This provision is analogous to the personal liability shield provided for directors of for-profit corporations in Section 607.0831, Florida Statutes.  The liability limitation applies to directors and officers of Section 501(c) type corporations.  In Sonny Boy, L.L.C. v. Asnani, et al., 879 So. 2d 25 (Fla. 5th DCA 2004), the court determined that decisions of directors of a condominium association are protected by the “business judgment rule” and their decisions will not be questioned unless there is a showing of fraud, self-dealing, dishonesty or incompetency.  Likewise, in Raphael v. Silverman, 22 So. 3d 837 (4th DCA Fla. 2009), the court determined that the term “personal benefit” requires some form of self-dealing; the fact that directors own units and therefore derived benefit similar to other condominium owners is not self-dealing.

In addition, directors of a corporation generally are not liable to the creditors of the corporation without a showing of fraud, insolvency, or a violation of Florida statute.  Florida courts are reluctant to impute a director’s actions for the corporation onto a director if such actions were not undertaken to defraud the corporation, the corporation derived some benefit from the action and the director did not receive an improper benefit from the action.  The term “improper personal benefit” of the director in Section 617.0834, Florida Statutes, requires some form of self-dealing by the director and the mere fact that the director will derive a benefit similar to other not for profit members does not constitute self-dealing.  See Banco Latino International v. Gomez Lopez, 95 F. Supp. 2d 1327 (S.D. Fl. 2000) and Raphael v. Silverman, 22 So.3d 837 (4th DCA 2009).

(Segmentation dataset records)
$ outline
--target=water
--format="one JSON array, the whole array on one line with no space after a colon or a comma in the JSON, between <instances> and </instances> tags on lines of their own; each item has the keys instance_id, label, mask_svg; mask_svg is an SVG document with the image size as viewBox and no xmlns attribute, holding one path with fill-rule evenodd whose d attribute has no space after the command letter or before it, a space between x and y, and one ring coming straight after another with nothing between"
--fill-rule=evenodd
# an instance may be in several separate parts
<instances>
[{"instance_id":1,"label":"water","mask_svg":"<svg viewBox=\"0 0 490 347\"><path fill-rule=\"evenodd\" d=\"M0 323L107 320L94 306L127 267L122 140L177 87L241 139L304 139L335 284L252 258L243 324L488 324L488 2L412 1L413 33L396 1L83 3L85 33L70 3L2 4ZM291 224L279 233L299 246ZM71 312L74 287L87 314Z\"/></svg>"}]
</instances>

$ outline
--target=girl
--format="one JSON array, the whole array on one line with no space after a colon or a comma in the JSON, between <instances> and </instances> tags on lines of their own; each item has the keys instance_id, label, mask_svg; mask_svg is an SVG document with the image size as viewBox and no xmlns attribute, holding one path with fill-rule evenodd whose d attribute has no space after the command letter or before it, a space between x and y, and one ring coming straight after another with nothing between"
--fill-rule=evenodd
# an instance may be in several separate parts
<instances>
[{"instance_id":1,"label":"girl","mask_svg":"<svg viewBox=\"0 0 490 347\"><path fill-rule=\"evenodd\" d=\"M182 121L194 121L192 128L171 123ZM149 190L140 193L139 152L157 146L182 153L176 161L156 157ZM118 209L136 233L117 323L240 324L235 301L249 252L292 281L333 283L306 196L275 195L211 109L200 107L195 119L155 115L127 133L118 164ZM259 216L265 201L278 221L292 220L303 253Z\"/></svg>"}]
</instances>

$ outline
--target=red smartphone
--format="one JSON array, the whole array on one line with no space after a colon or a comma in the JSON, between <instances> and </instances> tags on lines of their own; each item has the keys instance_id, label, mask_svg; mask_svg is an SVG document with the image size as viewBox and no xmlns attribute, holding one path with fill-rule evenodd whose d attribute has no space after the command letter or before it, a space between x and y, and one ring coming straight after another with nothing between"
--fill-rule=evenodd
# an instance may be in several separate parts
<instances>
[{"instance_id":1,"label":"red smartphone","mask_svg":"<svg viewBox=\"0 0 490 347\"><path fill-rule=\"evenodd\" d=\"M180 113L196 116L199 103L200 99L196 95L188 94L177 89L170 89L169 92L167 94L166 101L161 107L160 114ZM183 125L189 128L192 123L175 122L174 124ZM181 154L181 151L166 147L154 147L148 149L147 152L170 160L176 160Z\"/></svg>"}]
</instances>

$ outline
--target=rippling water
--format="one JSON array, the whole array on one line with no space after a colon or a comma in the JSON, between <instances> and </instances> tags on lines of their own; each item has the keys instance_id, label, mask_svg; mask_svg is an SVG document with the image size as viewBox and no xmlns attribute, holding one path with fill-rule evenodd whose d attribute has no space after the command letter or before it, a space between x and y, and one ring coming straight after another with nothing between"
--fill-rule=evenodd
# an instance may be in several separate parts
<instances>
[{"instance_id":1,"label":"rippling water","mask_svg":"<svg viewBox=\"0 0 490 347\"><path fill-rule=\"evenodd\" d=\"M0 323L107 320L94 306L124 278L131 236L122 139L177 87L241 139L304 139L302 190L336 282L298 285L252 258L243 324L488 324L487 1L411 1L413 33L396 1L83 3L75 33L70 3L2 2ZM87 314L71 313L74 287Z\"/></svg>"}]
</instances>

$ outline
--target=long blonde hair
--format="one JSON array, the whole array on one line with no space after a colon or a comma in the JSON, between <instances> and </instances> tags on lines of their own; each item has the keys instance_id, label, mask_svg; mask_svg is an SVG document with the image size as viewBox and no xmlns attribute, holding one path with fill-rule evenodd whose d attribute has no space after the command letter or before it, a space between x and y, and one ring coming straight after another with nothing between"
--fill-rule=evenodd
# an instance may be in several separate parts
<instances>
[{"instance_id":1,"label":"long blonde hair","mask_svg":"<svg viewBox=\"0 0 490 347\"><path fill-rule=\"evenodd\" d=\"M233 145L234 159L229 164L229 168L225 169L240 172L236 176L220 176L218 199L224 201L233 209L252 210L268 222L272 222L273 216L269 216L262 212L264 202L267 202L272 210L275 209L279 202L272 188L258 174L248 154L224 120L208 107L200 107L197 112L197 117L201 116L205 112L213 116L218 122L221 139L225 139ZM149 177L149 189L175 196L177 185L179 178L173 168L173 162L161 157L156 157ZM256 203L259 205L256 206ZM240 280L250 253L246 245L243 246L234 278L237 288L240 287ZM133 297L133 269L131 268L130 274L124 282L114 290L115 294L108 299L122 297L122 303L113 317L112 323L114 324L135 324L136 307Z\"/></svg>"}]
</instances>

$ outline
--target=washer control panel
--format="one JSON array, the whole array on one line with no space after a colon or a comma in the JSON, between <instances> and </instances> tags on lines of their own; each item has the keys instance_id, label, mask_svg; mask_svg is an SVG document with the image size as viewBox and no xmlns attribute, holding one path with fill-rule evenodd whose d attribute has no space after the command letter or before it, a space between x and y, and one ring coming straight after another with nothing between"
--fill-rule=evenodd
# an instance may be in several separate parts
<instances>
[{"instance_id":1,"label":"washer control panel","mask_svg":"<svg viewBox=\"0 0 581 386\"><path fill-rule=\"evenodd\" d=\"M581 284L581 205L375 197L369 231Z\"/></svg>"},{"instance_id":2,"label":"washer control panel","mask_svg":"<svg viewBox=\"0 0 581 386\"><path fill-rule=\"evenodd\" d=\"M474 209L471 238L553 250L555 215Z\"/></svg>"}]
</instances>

==

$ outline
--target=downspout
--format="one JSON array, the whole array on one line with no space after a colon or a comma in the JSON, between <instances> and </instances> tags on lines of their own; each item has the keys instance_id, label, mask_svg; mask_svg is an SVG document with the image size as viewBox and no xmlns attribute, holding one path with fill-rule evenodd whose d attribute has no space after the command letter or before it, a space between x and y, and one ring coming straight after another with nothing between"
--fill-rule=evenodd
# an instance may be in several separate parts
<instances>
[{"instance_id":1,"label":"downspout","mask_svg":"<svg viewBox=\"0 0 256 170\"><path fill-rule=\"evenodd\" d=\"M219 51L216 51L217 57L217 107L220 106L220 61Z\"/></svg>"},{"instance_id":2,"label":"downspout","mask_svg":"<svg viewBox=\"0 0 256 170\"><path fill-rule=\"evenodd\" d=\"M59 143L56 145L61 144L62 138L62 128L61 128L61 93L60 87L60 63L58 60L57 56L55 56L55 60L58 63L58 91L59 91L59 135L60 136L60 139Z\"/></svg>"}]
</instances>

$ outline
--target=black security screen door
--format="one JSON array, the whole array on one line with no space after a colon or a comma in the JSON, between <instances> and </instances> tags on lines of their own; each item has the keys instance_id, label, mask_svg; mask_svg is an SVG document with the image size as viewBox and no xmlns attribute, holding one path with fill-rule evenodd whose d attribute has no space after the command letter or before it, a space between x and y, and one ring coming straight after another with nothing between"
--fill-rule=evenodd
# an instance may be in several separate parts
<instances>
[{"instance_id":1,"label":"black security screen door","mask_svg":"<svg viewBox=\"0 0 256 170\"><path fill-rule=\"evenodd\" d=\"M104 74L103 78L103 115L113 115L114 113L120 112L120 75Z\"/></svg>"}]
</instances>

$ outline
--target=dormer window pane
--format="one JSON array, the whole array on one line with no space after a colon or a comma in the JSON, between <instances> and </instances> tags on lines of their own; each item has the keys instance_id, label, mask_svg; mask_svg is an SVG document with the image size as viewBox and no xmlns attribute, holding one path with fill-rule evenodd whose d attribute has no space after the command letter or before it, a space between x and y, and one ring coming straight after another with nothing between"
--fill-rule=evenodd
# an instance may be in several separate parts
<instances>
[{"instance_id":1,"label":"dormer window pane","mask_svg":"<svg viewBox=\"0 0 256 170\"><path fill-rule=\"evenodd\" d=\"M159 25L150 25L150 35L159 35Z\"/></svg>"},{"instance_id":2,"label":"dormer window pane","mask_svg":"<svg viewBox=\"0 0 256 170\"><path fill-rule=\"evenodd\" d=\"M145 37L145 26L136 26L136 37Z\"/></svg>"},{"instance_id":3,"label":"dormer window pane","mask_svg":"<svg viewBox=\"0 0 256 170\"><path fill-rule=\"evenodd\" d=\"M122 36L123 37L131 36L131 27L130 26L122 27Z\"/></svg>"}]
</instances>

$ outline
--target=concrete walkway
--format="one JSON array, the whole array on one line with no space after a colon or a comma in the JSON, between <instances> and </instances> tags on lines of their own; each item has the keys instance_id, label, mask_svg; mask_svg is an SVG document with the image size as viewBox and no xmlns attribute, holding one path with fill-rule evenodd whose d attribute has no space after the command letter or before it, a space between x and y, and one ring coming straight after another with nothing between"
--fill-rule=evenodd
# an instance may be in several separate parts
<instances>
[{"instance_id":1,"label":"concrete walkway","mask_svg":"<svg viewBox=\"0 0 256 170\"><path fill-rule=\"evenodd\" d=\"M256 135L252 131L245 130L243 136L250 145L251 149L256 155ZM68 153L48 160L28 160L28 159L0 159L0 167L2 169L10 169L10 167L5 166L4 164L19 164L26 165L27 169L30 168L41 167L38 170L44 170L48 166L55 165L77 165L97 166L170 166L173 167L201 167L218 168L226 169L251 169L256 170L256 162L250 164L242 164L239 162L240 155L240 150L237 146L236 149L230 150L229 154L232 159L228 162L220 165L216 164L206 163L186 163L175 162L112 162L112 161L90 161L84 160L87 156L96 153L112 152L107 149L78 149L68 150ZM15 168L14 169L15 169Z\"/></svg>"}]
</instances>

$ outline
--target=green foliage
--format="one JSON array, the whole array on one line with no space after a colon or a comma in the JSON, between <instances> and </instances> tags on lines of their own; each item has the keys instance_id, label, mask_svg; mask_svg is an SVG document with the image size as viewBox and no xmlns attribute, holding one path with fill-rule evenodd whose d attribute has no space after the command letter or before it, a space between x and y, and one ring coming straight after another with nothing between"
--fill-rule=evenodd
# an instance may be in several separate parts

- _What you have to do_
Pick up the passage on the liability of corporate directors under Florida law and continue it from its last sentence. These records were drawn from a separate source.

- _Expected answer_
Conclusion.

In order for a board of directors for a charity to faithfully discharged their fiduciary duties as a director, the decision must be made: (a) in good faith; (b) with the care an ordinarily prudent person in a like position would exercise under similar circumstances; and (c) in a manner that they reasonably believe to be in the best interests of the charity. Applying the business judgment rule to a transaction, the directors of the charity must (1) have the authority to act on behalf of the charity and (2) the transaction must be reasonable and in the best interest of the charity under the circumstances.  If the transaction involves a related party to a director, then it is best for the director to disclose the information to the other board members and refrain from voting.